> **What is needed**: Please return the research project descriptions below word for word, in full.

━━ Source text ━━

This project, funded by NIWR and USGS, evaluates whether various environmental buffers used in potable water reuse remove or introduce a variety of conventional and emerging contaminants. Wetlands, river, lake, groundwater storage and riverbank filtration are studied. The contaminants evaluated include pharmaceuticals of various environmental fate, microbial contaminants and antibiotic resistance genes, contaminants indicative of urban atmospheric deposition, farm and road runoff, as well as a range of conventional water quality parameters.
This project involves novel biological treatment of landfill leachate.
Advanced oxidation is a highly effective process for treatment of organic contaminants and is frequently used for taste and odor mitigation and for treatment of water from sources impacted by human activity (indirect potable water reuse). However, it has some operational challenges on full-scale. One of the major challenges is dealing with residual hydrogen peroxide which interferes with subsequent chlorine disinfection by reacting with chlorine. Current methods of dealing with residual H2O2 involve adding more chlorine or using activated carbon to destroy H2O2. Both processes are expensive for a full scale water treatment plant, and our lab is evaluating alternatives to the currently established processes.

━━━
━━ Supplied records ━━

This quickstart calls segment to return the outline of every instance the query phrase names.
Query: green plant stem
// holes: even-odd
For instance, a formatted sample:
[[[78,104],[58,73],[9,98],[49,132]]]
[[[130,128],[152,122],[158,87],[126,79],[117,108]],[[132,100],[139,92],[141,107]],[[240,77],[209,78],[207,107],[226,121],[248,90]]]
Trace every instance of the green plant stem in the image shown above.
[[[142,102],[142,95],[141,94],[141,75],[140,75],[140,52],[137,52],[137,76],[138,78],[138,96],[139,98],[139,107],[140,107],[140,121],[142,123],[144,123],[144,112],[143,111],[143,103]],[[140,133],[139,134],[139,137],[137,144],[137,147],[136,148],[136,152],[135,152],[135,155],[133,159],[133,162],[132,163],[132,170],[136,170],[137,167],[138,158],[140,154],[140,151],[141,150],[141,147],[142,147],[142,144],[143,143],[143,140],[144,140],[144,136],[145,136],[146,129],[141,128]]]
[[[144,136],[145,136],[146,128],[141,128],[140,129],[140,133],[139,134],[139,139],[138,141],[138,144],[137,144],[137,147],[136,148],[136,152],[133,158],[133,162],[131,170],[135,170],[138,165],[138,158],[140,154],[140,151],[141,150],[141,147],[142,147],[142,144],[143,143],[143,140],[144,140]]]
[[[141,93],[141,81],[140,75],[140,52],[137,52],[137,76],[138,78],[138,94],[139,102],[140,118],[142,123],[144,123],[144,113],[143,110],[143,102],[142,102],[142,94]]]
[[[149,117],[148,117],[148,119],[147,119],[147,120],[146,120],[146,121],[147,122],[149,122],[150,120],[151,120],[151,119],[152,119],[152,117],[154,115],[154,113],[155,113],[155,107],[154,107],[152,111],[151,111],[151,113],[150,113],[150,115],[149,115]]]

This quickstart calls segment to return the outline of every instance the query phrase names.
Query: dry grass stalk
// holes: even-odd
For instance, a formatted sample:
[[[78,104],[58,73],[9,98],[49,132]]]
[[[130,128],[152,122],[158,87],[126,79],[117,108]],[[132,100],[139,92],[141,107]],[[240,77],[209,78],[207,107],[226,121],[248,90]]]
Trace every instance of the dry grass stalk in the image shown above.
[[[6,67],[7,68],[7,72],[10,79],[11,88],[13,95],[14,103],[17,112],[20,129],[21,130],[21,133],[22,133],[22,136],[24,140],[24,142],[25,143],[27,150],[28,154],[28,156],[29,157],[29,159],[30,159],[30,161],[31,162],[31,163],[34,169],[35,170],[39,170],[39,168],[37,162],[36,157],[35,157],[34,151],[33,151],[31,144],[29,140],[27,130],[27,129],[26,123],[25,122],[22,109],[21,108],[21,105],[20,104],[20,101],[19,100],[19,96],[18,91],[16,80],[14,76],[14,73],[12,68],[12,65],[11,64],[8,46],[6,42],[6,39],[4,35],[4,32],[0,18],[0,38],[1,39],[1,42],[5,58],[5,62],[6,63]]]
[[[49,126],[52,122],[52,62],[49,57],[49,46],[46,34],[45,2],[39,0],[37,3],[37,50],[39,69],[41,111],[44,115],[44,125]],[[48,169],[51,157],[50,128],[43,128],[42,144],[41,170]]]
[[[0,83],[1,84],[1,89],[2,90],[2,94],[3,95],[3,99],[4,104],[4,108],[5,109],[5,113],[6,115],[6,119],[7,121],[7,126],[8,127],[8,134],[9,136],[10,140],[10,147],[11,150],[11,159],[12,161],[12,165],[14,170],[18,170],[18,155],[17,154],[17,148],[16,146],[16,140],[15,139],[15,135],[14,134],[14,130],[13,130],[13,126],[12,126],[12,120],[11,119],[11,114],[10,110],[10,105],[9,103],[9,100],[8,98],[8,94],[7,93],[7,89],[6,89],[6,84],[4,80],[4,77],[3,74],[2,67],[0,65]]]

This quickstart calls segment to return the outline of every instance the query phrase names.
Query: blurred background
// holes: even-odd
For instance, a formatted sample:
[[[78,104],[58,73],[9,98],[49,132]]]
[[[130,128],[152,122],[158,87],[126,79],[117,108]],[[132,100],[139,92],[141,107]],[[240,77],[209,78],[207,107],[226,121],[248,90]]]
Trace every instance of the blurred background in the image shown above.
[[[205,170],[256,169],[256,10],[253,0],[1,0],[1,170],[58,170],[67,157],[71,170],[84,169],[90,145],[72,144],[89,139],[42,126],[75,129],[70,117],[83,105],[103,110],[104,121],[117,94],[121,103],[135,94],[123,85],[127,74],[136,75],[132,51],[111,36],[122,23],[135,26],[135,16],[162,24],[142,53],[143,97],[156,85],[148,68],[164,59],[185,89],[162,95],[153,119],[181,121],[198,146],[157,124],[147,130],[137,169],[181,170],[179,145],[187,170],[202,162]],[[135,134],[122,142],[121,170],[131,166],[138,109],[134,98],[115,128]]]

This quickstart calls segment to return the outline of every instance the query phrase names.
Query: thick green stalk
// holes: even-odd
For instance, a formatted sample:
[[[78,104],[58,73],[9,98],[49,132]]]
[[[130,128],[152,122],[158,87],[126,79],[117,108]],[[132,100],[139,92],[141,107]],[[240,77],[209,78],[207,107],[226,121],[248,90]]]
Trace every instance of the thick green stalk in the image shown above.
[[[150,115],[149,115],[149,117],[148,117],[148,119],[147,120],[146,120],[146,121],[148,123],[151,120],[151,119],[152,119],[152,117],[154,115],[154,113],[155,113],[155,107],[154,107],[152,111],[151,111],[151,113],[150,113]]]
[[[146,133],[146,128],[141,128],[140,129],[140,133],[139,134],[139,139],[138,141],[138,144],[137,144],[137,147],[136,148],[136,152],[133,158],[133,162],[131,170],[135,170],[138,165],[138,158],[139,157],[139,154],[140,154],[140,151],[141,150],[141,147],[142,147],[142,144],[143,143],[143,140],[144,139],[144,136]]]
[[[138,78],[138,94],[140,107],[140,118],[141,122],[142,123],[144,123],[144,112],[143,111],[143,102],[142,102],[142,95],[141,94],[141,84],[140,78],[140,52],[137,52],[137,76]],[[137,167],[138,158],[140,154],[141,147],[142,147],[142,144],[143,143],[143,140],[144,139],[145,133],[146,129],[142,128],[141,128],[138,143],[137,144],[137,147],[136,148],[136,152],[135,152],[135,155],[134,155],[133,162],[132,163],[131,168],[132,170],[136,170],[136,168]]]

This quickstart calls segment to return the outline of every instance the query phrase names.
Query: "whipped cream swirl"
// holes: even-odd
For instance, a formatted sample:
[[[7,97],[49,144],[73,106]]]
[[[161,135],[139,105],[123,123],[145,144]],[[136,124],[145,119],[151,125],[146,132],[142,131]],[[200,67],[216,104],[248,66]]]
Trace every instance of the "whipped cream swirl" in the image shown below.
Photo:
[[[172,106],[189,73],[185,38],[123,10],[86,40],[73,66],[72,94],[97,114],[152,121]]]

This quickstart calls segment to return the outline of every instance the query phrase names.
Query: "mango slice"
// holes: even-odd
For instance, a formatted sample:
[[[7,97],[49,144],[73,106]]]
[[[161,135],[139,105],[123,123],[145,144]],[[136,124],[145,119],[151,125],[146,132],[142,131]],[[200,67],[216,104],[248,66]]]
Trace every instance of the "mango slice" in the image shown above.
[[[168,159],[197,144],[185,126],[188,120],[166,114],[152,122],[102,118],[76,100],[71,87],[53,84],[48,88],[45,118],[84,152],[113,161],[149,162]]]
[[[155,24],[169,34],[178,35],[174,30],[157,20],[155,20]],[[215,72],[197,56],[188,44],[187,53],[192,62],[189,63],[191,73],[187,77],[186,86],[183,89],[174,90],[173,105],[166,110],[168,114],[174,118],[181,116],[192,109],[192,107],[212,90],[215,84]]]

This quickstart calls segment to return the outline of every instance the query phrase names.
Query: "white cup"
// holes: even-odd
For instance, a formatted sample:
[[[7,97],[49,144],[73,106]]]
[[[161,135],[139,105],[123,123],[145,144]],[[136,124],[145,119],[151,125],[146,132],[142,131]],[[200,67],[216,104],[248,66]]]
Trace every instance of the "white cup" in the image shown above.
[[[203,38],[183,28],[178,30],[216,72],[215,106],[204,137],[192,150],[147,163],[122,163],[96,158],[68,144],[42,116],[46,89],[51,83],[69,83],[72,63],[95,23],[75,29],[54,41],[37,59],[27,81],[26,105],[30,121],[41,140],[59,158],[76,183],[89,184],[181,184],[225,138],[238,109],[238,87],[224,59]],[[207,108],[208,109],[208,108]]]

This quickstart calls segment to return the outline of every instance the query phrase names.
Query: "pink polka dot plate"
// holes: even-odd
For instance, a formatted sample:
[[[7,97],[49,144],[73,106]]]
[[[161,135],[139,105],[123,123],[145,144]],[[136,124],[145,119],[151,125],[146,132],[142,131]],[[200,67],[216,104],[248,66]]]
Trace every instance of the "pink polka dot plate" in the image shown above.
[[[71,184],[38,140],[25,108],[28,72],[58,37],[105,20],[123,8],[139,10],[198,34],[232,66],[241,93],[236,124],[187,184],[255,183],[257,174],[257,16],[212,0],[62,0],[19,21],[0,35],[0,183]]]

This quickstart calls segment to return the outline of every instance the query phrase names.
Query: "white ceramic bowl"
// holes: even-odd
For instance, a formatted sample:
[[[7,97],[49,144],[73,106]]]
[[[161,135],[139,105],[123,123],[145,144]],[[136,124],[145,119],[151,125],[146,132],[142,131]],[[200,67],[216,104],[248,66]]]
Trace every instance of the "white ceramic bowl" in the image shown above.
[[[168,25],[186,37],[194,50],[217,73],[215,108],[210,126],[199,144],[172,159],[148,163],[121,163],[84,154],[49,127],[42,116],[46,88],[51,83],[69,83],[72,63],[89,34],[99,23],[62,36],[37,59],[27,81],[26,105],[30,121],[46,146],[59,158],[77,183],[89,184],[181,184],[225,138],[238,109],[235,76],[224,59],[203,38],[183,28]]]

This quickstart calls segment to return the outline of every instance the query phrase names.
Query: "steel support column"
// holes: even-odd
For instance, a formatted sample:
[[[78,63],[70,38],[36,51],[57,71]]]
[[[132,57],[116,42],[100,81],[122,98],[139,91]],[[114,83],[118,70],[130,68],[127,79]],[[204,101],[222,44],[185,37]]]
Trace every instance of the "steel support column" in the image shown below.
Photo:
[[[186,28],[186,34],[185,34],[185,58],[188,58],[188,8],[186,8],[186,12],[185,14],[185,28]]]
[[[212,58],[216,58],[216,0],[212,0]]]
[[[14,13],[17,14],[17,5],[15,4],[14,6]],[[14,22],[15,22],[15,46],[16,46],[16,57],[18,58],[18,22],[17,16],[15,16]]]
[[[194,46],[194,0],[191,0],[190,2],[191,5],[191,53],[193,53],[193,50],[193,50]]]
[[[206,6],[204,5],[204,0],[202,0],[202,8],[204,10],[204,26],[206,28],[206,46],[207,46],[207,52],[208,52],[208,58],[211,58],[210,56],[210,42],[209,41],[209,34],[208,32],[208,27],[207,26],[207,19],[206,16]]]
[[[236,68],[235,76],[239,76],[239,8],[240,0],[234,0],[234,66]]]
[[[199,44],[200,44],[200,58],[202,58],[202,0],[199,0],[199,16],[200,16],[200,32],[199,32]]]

━━━

> **Problem solution**:
This project, funded by NIWR and USGS, evaluates whether various environmental buffers used in potable water reuse remove or introduce a variety of conventional and emerging contaminants. Wetlands, river, lake, groundwater storage and riverbank filtration are studied. The contaminants evaluated include pharmaceuticals of various environmental fate, microbial contaminants and antibiotic resistance genes, contaminants indicative of urban atmospheric deposition, farm and road runoff, as well as a range of conventional water quality parameters.
This project involves novel biological treatment of landfill leachate.
Advanced oxidation is a highly effective process for treatment of organic contaminants and is frequently used for taste and odor mitigation and for treatment of water from sources impacted by human activity (indirect potable water reuse). However, it has some operational challenges on full-scale. One of the major challenges is dealing with residual hydrogen peroxide which interferes with subsequent chlorine disinfection by reacting with chlorine. Current methods of dealing with residual H2O2 involve adding more chlorine or using activated carbon to destroy H2O2. Both processes are expensive for a full scale water treatment plant, and our lab is evaluating alternatives to the currently established processes.